GOAL OF THE EXERCISE :: Set down each record exactly as written.
[MATERIAL PROVIDED — start]
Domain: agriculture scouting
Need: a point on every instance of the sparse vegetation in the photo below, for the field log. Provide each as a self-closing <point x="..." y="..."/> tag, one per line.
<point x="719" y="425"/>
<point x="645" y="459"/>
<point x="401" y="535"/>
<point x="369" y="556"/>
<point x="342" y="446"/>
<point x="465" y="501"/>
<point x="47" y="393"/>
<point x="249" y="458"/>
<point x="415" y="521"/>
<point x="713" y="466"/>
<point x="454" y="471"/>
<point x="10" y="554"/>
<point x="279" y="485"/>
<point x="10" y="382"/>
[MATERIAL PROVIDED — finish]
WRITTEN ANSWER ::
Domain: agriculture scouting
Need: a point on every instance of the sparse vegetation in the photo below, for the field log. Provide each as a self-closing <point x="..." y="..."/> tag, one per line.
<point x="719" y="425"/>
<point x="645" y="459"/>
<point x="401" y="535"/>
<point x="369" y="556"/>
<point x="342" y="446"/>
<point x="465" y="501"/>
<point x="47" y="393"/>
<point x="249" y="458"/>
<point x="415" y="521"/>
<point x="713" y="466"/>
<point x="454" y="471"/>
<point x="10" y="554"/>
<point x="279" y="485"/>
<point x="10" y="382"/>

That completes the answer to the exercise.